> Problem to solve
When a record holds a picture, leave the picture out and copy everything else exactly.

● ● ● ●

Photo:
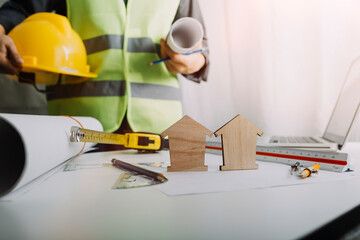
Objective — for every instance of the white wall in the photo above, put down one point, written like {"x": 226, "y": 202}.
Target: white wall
{"x": 279, "y": 63}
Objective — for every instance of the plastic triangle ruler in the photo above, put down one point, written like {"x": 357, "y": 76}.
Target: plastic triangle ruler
{"x": 332, "y": 161}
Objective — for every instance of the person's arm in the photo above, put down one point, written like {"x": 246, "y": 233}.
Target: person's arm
{"x": 194, "y": 67}
{"x": 11, "y": 14}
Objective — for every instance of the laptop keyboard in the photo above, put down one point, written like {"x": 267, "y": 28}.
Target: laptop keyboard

● ● ● ●

> Finished task
Photo:
Objective — for every instance of the white wall in the photo above, put down one point, written like {"x": 226, "y": 202}.
Target: white wall
{"x": 279, "y": 63}
Objective — for every instance of the plastic triangle ruler in the photo above, put down one point, written like {"x": 357, "y": 76}.
Target: plastic triangle ruler
{"x": 332, "y": 161}
Objective — for every instance of the person's arm in the photo above, put down one point, written like {"x": 246, "y": 233}.
Target: person's arm
{"x": 194, "y": 67}
{"x": 11, "y": 14}
Objective — for every instance of the laptop keyboard in the photo above, put down one point, written like {"x": 267, "y": 28}.
Target: laptop keyboard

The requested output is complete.